» Exercise text:
=====

I didn't remember him saying that Marcion "probably did snip and add his own bits," but I do remember him saying something about Marcion likely started with the epistles as we know them (well, maybe the first five) and whacked out the Jewish parts.

I don't recall exactly, but I seem to remember Hindley saying somewhere that he thought Marcion could have been aware of shorter versions, and thought he was actually reconstructing the originals by snipping away any Jewish theology he thought had infected them.

That, of course, is not exactly what Hindley has done with his own whacky slash job. His is based on simmering down the arguments expressed in the (Greek) letters to those which seem to have a start as well as a conclusion, and moving the digressions etc to one side. Then he compares and contrasts these two groups of sentences.

=====

» Data records:
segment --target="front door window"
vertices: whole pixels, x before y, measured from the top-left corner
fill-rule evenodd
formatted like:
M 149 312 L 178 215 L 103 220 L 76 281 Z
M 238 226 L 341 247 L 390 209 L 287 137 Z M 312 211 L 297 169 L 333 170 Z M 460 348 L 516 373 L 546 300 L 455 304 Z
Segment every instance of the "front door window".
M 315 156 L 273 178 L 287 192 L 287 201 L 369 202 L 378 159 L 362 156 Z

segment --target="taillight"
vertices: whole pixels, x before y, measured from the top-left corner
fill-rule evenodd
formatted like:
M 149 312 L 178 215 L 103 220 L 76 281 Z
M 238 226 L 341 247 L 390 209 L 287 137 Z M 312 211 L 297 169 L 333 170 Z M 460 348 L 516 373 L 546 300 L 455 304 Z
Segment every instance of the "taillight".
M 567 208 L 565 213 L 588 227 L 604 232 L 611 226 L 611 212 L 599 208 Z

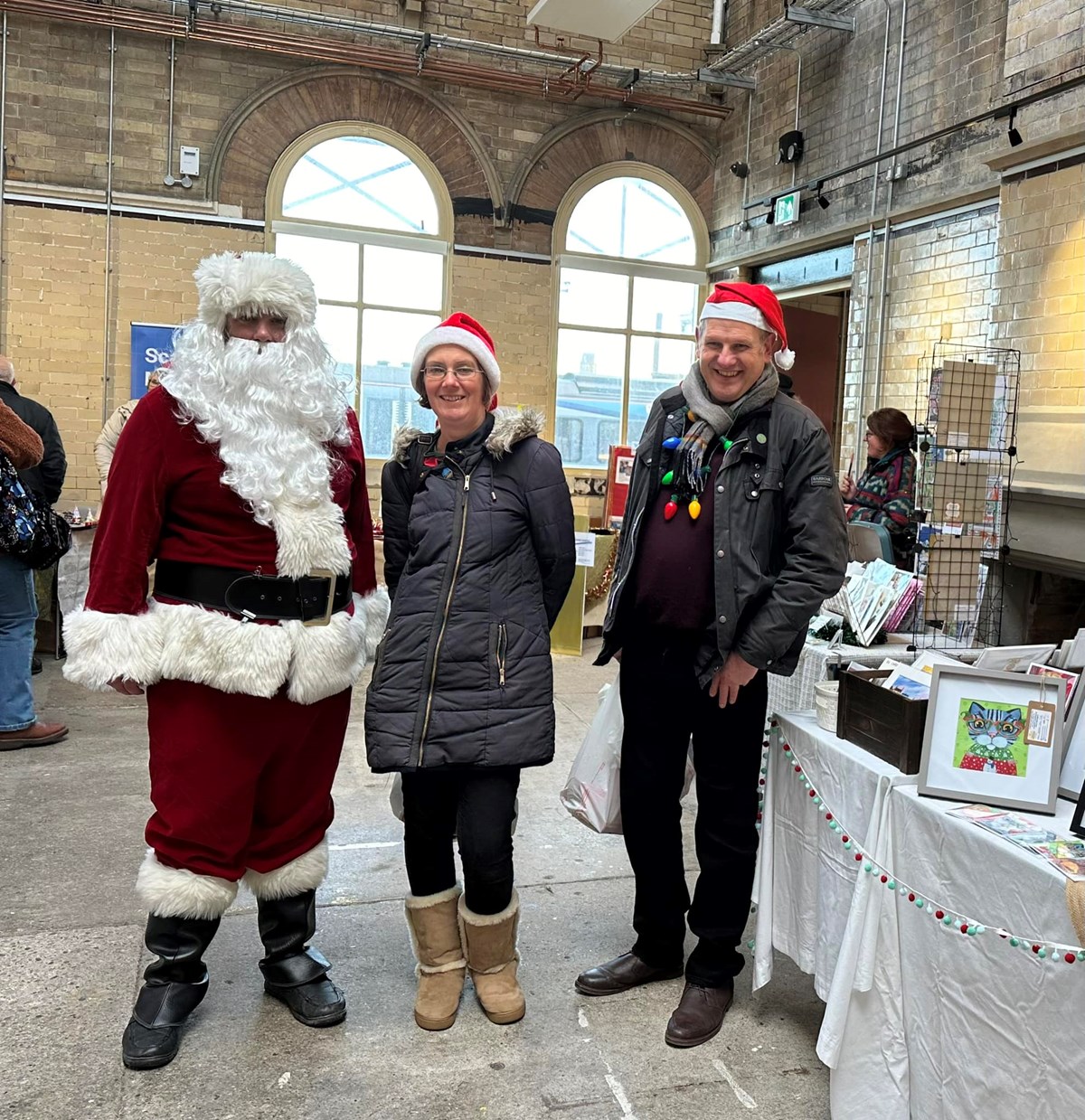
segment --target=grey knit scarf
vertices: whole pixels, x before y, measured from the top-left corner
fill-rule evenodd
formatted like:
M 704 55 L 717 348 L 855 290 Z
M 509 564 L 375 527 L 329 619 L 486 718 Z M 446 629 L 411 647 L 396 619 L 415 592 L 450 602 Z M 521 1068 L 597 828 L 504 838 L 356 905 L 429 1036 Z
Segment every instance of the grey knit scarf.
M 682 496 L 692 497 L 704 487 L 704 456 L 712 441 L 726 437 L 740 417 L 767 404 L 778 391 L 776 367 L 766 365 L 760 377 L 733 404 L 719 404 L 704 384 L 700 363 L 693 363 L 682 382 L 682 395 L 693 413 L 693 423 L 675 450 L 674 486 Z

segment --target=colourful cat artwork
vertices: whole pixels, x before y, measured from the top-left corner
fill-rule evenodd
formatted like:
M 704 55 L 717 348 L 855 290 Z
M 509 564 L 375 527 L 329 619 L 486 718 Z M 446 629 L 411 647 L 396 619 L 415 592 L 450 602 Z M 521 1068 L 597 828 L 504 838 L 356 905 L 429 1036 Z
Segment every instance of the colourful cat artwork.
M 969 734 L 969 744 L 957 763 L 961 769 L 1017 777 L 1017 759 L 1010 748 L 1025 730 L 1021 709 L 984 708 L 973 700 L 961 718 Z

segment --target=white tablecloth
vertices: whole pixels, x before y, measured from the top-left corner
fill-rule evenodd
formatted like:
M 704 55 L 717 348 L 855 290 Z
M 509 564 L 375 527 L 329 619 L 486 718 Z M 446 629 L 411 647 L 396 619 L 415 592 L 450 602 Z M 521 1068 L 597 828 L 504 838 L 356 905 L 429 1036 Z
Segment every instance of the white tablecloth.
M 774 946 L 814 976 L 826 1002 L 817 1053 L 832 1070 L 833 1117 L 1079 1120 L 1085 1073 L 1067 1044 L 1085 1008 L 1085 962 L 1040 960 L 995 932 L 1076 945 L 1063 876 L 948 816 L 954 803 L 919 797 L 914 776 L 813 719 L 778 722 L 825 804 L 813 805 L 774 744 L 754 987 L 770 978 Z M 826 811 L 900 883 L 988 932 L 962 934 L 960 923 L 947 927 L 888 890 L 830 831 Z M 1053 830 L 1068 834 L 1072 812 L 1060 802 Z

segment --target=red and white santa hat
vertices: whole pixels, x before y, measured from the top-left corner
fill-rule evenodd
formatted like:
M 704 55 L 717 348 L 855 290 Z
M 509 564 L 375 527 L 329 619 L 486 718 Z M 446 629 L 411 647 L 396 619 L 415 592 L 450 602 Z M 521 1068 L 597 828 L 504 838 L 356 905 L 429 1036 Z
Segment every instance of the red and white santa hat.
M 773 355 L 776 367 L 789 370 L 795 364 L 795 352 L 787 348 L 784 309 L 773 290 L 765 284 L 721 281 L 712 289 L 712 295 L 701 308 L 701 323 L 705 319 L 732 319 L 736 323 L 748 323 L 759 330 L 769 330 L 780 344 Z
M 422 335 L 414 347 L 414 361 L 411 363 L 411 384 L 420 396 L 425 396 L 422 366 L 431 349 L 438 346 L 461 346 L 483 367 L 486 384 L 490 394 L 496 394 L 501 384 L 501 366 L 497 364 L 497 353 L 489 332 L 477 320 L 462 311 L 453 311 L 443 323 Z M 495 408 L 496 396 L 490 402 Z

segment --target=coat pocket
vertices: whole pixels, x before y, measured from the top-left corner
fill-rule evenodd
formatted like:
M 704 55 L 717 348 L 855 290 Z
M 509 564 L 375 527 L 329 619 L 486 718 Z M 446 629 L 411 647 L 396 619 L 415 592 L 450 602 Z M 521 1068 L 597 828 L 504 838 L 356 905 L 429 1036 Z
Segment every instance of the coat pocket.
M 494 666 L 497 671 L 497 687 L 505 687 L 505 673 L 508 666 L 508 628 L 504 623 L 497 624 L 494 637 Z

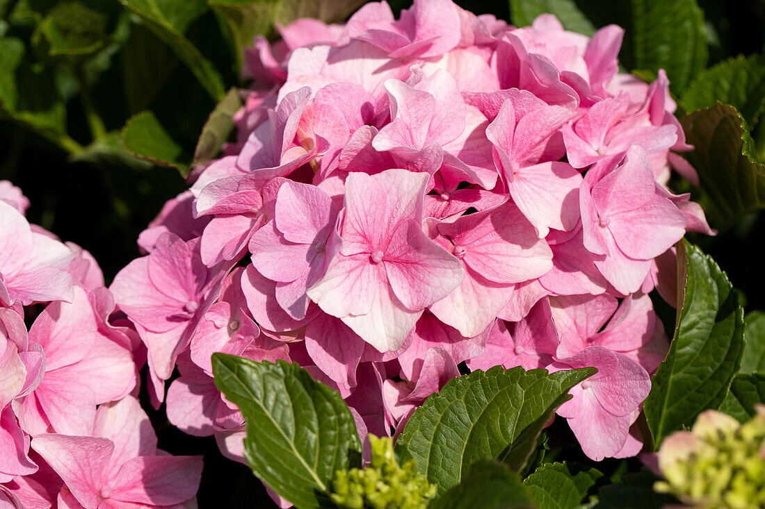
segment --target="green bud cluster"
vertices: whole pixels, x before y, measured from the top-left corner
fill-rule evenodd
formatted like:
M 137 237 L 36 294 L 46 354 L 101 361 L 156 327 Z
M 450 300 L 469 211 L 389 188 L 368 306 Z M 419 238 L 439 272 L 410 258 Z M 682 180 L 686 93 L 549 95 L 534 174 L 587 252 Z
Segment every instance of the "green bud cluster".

=====

» Work order 1: In the text on Marcion and Hindley, translate this sentence into Spanish: "Then he compares and contrasts these two groups of sentences."
» Work order 2: Recast the paragraph of the text on Marcion and Hindley that begins "That, of course, is not exactly" as a short bulleted list that keeps its main facts.
» Work order 3: Pick up the text on Marcion and Hindley after its last sentence and continue it for a few more sentences in the same voice.

» Written answer 1: Luego compara y contrasta estos dos grupos de oraciones.

» Written answer 2:
- Hindley's own "slash job" differs from what Marcion did.
- He reduces the arguments in the Greek letters to those that seem to have both a start and a conclusion.
- He moves digressions and similar material to one side.
- He then compares and contrasts these two groups of sentences.

» Written answer 3:
It turns out, he says, that they have different grammatical characteristics, at least with regards to the use (or non use) of the definite article ("the") with QEOS (God) and KURIOS (LORD/Lord/lord).

Anyways, he says tha the pile of sentences that contain the arguments that have beginings and conclusions are all about faithfulness of gentiles justifying them in God's sight and thus entitling them to be included among those who will inherit what God promised to Abraham's seed. The other pile, it seems, is all commentary or reinterpretations of statements that relate to the former pile of sentences, and this is the pile with all the Christological statements.

I have it, from personal conversation with this Hindley fellow no less, that he thinks the attempt to fashion Paul into a bit of a rhetorical genius is a byproduct of many critic's desire to see Christology as the jewel that crowns Christianity's ethical quantum leap over the Jewish religion. Marcion thought it did, so did the early Dutch Radicals. In the 19th and early 20th centuries, it was a commonplace assumption among critics that Jesus' message was so radical or antinomian that early Christianity actually had to re-Judify itself (usually along lines that Paul expanded on Jesus' antinomian message and the conflict to be resolved was with a more traditional Jewish Peter faction) before everyone was happy.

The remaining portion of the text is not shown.